# [AIM OF THE TASK]
Write out every entry word for word.
SUPPLIED MATERIAL Block Start
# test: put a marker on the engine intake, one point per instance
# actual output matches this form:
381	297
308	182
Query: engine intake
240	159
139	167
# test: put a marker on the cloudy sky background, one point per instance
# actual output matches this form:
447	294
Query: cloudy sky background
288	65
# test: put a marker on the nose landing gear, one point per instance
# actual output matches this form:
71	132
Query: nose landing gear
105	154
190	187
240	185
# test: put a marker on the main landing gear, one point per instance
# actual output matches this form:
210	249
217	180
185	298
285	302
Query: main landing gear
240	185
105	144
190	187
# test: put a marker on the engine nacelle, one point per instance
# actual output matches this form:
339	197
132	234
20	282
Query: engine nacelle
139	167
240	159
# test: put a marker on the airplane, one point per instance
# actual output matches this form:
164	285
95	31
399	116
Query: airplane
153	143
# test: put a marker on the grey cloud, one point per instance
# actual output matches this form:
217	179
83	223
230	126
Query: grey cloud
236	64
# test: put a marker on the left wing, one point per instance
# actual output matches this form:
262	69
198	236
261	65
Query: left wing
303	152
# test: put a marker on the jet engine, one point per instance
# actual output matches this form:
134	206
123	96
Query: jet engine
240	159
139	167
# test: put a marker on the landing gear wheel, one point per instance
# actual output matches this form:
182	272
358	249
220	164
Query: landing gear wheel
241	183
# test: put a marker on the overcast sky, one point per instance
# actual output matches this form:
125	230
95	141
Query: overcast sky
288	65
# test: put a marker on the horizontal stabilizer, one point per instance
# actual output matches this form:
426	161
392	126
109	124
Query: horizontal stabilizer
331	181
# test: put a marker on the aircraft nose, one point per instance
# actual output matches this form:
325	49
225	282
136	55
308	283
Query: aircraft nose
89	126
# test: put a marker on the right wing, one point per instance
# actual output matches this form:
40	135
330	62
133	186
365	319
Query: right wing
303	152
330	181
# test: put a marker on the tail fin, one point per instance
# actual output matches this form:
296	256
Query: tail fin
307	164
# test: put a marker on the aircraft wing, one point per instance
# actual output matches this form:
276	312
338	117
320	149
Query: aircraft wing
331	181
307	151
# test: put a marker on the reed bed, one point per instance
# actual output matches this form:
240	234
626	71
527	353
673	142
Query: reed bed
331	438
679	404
SUPPLIED MATERIAL Block End
# [SOLUTION TO THIS EXERCISE]
# test: put a marker on the engine intake, one point per instance
# actual output matches this form:
381	297
308	182
Query: engine intake
240	159
139	167
# test: put a marker on the cloudy sky background, one point per instance
# actual output matches this form:
447	294
Query: cloudy sky background
288	65
# test: put a marker on the nose landing gear, one point per instance
# actual output matches this form:
71	132
Query: nose landing gear
105	154
190	187
240	185
# test: put a marker on the main landing gear, one point per instance
# actual output matches this form:
210	249
217	180
185	298
285	302
Query: main landing gear
240	185
105	144
190	187
# test: put a marker on the engine nacelle, one point per instance
# actual output matches this form:
339	197
132	234
20	282
Query: engine nacelle
139	167
240	159
# test: put a marker on the airplane, one point per instance
# actual output matches this form:
164	285
95	31
399	116
Query: airplane
153	143
# test: put a marker on the grey cloud, one point per instance
# actual output matches this form:
217	179
83	223
230	126
Query: grey cloud
236	64
# test: put a marker on the left wing, one point per instance
# actual output matches this form:
262	69
198	236
261	65
Query: left wing
303	152
# test: put a marker on the jet engine, one point per instance
# actual output matches this form:
134	206
123	96
Query: jet engine
240	159
139	167
# test: put a marker on the landing gear wheel, one point per instance
# actual output matches this form:
182	272
358	249
220	164
Query: landing gear wheel
241	183
# test: put a marker on the overcast sky, one point per instance
# actual output matches this form:
125	230
95	141
Query: overcast sky
288	65
# test: put a marker on the horizontal stabilizer, one point per instance
# actual output matches this form:
426	161
392	126
109	124
Query: horizontal stabilizer
331	181
# test: put a marker on the aircraft nose, one point per instance
# actual output matches this form:
325	49
225	282
136	55
308	283
Query: aircraft nose
89	126
# test: put a marker on the right wing, one point per instance
# actual output matches this form:
40	135
330	62
133	186
365	319
Query: right wing
303	152
330	181
# test: put a marker on the tail fin, one point per instance
# actual output matches this form:
296	256
Query: tail fin
307	164
# test: put a marker on the aircraft wing, one point per instance
# actual output matches this form:
276	312
338	117
320	149
Query: aircraft wing
331	181
307	151
# test: put a marker on the reed bed, one point per instance
# actual output matches this form:
240	234
626	71
527	353
673	142
Query: reed bed
331	438
679	404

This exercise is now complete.